**WHAT TO WORK ON:** Pick out every line in the items below that contains the word "cloud", and copy each one in full.

**EXCERPTED RECORDS:**
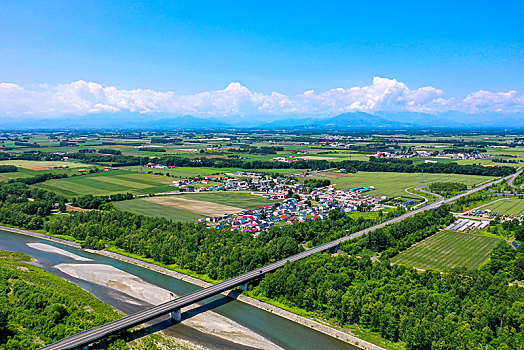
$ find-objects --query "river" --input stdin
[0,230,357,350]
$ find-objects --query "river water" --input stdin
[0,230,357,350]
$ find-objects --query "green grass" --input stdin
[113,198,204,222]
[35,170,173,197]
[184,192,275,209]
[391,231,502,271]
[123,166,303,178]
[315,171,490,197]
[113,192,275,222]
[0,159,92,168]
[482,198,524,215]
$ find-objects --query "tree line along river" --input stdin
[0,230,357,349]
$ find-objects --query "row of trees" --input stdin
[340,205,455,258]
[5,150,515,176]
[251,247,524,350]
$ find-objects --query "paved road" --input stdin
[42,174,516,350]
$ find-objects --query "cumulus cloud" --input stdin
[0,77,524,117]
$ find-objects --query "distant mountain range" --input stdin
[0,112,524,131]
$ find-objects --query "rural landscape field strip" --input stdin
[114,198,204,222]
[142,195,244,216]
[315,171,491,197]
[392,231,501,271]
[482,198,524,215]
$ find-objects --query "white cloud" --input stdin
[0,77,524,116]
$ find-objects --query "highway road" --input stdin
[41,173,518,350]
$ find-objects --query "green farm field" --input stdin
[35,170,173,196]
[182,192,276,209]
[114,192,275,222]
[114,198,204,222]
[122,166,303,178]
[482,198,524,215]
[315,171,491,197]
[391,231,502,271]
[0,159,93,168]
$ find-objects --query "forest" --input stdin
[0,182,524,349]
[249,243,524,350]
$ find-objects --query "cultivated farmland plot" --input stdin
[318,171,491,197]
[391,231,502,271]
[114,192,275,221]
[482,198,524,215]
[35,170,173,196]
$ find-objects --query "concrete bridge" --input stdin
[41,171,521,350]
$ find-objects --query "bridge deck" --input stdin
[41,171,522,350]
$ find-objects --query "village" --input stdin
[173,171,387,235]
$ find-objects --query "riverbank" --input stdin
[0,226,384,350]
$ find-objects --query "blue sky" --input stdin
[0,0,524,118]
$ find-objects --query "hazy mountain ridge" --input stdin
[0,112,524,130]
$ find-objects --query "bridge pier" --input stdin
[169,309,182,322]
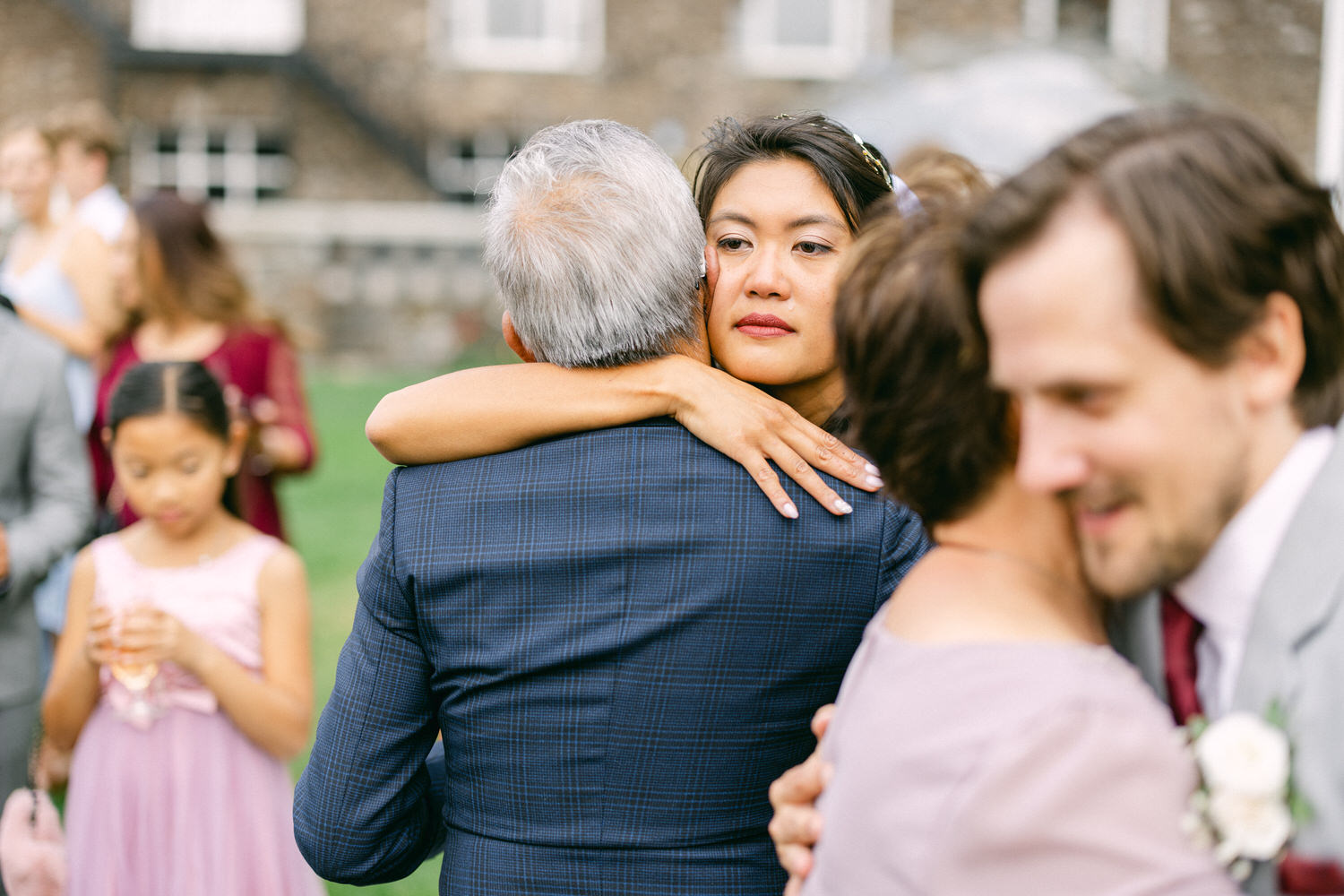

**THE SOLUTION:**
$ find-objects --query "cumulus cloud" --input stdin
$ find-objects --query "white cloud" --input stdin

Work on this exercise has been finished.